### Source text
#####

The ETR Select committee
From: The Centre For Corporate Accountability
Date: 27 October 1999
This is a supplementary memorandum to the evidence given
by the Centre for Corporate Accountability..
- Imposition of Safety
Duties upon Company Directors
At present safety duties are placed upon "employers"
(and, "manufacturers" etc) which are in
almost all cases "companies" Company directors
as individuals have no legal safety duties.
In March 1996, Michael Meacher M.P, as Shadow Environment
Minister, told Parliament, that: "I emphasise
the responsibility for health and safety must be
vested at the highest level of each organisation.
Companies should appoint an individual at
board level with overall responsibility for health
Explicit financial duties are already placed upon
directors which can result in seven year imprisonment
if breached. Imposition of duties would both assist
prevention of death and injury and as well as increase
their accountability, in the event of death and
- Conflicts of Interest
The failure to distinguish between HSE inspectors
who carry out preventative inspections from those
that carry out death/injury investigations can result
in inspectors having a conflict of interest. Inspectors,
who have failed to properly enforce the law, may,
if an injury or death subsequently takes place may
be less willing to prosecute the company.
- Use of the word "accident".
Our submission does not contain the word "accident",
since we believe that the use of this term immediately
implies that the injury/death is not the result
of corporate criminal conduct. Although some injuries
may well be the result of what is commonly understood
as an "accident", a significant minority
(if not majority) are the result of serious crimes.
Until they are investigated, it is impossible to
know the cause.

#####

Answer these questions from the memorandum.
(a) According to the memorandum, on whom are safety duties placed at present?
(b) What prison term can result if directors breach their explicit financial duties?
(c) What does the memorandum say the use of the word "accident" immediately implies?
Nothing in the listing is needed.

### Supplied data

#####

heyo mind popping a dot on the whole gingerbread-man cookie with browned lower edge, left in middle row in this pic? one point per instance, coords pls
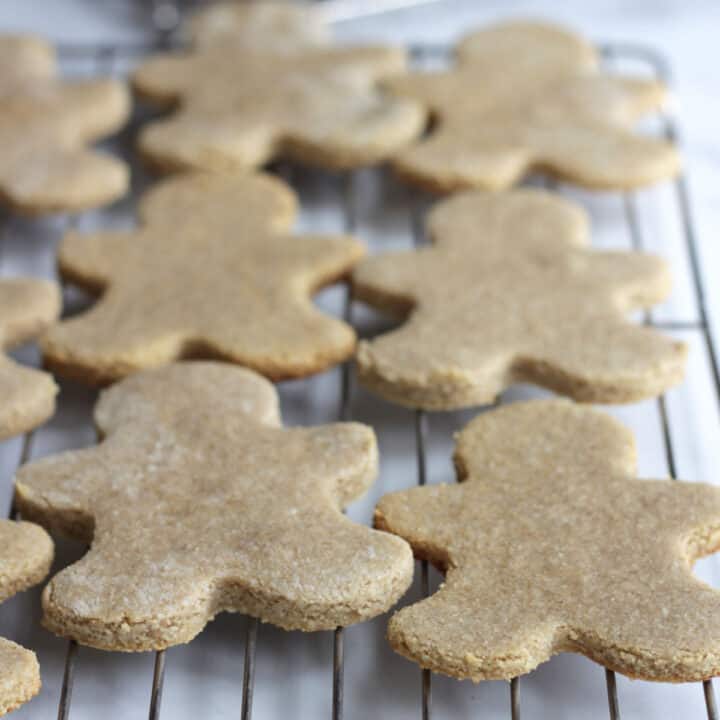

#####

### Finished exercise
(a) Safety duties are placed upon "employers" (and "manufacturers" etc), which are in almost all cases "companies".
(b) Seven years of imprisonment.
(c) It implies that the injury or death is not the result of corporate criminal conduct.